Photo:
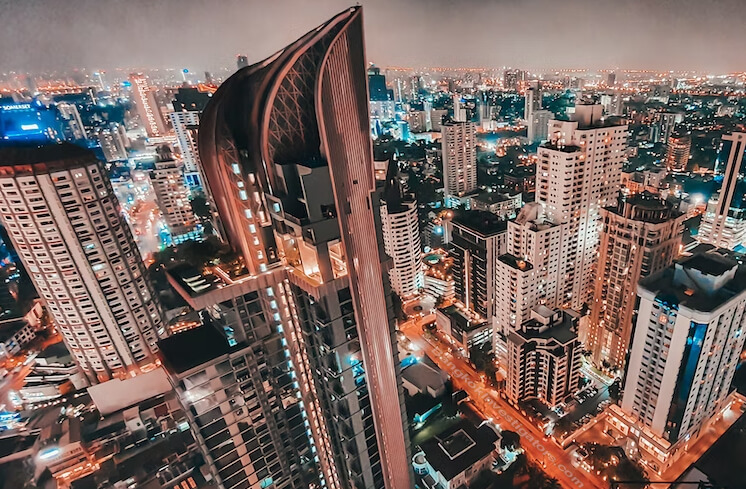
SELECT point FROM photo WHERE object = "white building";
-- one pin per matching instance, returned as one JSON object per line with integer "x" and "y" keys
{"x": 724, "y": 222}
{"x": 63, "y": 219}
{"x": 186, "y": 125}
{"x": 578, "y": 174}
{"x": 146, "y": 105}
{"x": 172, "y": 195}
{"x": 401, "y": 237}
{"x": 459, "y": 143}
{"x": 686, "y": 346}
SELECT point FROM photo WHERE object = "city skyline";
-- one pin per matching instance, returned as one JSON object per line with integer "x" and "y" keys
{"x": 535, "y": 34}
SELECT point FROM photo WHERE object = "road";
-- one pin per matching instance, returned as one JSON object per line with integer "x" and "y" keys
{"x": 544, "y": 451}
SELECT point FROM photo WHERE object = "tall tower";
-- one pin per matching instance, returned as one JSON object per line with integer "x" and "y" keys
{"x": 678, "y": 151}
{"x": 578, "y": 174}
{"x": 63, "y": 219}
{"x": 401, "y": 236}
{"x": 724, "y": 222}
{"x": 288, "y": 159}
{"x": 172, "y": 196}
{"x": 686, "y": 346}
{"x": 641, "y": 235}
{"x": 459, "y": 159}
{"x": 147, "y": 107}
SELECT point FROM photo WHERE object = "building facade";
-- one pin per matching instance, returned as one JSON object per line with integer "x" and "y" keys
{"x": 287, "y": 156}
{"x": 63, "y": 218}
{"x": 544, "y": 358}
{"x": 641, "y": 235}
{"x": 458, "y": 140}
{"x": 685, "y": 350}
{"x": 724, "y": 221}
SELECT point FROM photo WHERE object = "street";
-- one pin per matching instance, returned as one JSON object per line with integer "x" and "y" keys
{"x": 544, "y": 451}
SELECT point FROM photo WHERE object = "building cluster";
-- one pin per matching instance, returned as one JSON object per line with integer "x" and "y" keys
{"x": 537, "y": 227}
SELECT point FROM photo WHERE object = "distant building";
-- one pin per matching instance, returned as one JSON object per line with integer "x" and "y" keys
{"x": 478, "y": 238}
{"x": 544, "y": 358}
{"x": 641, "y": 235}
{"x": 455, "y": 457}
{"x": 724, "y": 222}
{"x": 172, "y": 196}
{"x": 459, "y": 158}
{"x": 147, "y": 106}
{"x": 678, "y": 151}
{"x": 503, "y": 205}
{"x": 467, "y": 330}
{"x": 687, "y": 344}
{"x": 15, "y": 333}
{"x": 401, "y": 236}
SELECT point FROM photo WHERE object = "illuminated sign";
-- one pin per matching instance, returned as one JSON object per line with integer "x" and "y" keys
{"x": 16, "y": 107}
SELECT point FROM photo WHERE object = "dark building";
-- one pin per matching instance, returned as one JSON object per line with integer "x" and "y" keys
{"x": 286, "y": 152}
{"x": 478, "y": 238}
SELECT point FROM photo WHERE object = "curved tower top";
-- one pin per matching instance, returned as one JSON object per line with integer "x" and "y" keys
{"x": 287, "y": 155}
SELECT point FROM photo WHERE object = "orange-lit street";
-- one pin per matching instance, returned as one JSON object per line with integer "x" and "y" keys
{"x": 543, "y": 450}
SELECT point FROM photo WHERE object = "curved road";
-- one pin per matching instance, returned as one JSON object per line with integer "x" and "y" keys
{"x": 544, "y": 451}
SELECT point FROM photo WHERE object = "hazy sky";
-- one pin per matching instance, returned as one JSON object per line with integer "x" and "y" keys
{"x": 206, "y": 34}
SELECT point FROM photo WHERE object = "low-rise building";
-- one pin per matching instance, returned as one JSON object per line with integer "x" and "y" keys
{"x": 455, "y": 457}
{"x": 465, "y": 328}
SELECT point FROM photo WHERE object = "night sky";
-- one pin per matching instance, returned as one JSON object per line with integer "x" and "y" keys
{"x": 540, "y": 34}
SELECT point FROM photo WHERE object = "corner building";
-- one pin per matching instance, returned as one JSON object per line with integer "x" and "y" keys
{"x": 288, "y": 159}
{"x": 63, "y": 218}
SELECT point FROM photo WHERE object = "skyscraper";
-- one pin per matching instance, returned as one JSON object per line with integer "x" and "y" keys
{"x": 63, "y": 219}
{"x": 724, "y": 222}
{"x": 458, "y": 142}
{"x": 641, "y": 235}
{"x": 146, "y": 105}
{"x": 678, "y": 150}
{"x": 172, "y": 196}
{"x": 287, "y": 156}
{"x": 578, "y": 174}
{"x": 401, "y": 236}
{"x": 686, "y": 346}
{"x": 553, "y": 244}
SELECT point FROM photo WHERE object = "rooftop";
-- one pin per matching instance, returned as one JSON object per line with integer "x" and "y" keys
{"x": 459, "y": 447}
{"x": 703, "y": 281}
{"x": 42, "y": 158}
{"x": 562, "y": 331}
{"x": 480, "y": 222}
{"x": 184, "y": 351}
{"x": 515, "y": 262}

## Aim of the task
Filter the listing above, copying every line that contains the string "road". Matching is case-sensitive.

## Answer to the exercise
SELECT point FROM photo WHERE object = "road";
SELECT point FROM photo WHERE object = "curved road";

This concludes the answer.